**** BRONTEKST ****

Tubuline

Tubuline AB heterodimeer, Bos taurus.

Tubuline is een eiwit, dat in de cellen van eukaryoten voorkomt. De moleculaire massa is ongeveer 50 KDa.

Er worden de volgende typen onderscheiden:

  • alfa-tubuline
  • bèta-tubuline
  • gamma-tubuline
  • delta-tubuline
  • epsilon-tubuline
  • zèta-tubuline
  • èta-tubuline

Over de werking van delta-, epsilon-, zèta- en èta-tubuline is tot op heden praktisch niets bekend. Dit in tegenstelling tot die van alfa-, bèta-, en gamma-tubuline.

**** GEGEVENS UIT DATASET ****

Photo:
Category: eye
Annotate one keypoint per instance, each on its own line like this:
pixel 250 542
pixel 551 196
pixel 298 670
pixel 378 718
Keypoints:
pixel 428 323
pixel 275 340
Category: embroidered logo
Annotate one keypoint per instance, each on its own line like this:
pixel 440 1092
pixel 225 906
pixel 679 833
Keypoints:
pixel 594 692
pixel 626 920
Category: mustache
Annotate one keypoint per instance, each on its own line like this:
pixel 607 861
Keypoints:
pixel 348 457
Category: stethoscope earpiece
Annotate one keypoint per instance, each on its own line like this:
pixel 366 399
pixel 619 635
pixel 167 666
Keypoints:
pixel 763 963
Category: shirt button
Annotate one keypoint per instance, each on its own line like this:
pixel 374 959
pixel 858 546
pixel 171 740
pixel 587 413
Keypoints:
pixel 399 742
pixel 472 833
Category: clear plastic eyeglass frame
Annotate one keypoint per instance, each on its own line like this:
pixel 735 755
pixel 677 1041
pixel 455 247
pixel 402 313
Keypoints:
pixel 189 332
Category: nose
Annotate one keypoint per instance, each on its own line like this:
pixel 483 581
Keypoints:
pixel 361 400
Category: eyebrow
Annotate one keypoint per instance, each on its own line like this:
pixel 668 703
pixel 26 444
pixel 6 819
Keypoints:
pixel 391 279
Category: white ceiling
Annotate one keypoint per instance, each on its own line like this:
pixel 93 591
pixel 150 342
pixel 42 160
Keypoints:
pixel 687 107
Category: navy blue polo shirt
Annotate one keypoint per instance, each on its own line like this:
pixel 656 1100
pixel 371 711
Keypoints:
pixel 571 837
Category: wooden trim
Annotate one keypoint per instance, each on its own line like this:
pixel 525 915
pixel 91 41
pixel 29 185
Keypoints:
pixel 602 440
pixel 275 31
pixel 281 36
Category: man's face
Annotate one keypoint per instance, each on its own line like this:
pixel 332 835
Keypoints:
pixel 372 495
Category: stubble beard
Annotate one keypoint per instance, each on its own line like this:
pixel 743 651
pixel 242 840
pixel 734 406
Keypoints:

****

Schrijf het gedeelte van de tekst over tubuline over dat loopt van "Tubuline is een" tot en met "bèta-, en gamma-tubuline.", beide inbegrepen, zonder enige wijziging.

UITGEWERKTE OPLOSSING ::
Tubuline is een eiwit, dat in de cellen van eukaryoten voorkomt. De moleculaire massa is ongeveer 50 KDa.

Er worden de volgende typen onderscheiden:

  • alfa-tubuline
  • bèta-tubuline
  • gamma-tubuline
  • delta-tubuline
  • epsilon-tubuline
  • zèta-tubuline
  • èta-tubuline

Over de werking van delta-, epsilon-, zèta- en èta-tubuline is tot op heden praktisch niets bekend. Dit in tegenstelling tot die van alfa-, bèta-, en gamma-tubuline.